(Object pointing dataset items)
========================================================================

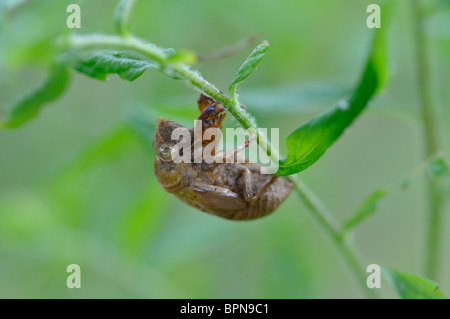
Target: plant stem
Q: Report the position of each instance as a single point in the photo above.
(86, 42)
(318, 210)
(330, 225)
(431, 141)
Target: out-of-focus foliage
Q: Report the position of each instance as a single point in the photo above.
(77, 183)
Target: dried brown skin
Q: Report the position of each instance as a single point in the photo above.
(235, 191)
(212, 115)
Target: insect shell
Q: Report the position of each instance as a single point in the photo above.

========================================================================

• Short exercise
Can you rewrite all the items above with each "Target" changed to "Label", leaving the pictures out and everything else unchanged?

• Result of this exercise
Label: plant stem
Q: Report the position of each instance as a single point in the photo above.
(86, 42)
(318, 210)
(330, 225)
(431, 141)
Label: out-of-focus foliage
Q: Report the position of each instance as a single point in the photo above.
(77, 183)
Label: dried brown skin
Q: Report the position of each instance as a single point in the photo above.
(235, 191)
(212, 115)
Label: insect shell
Q: Report the position of each instance as a single point in the photo above.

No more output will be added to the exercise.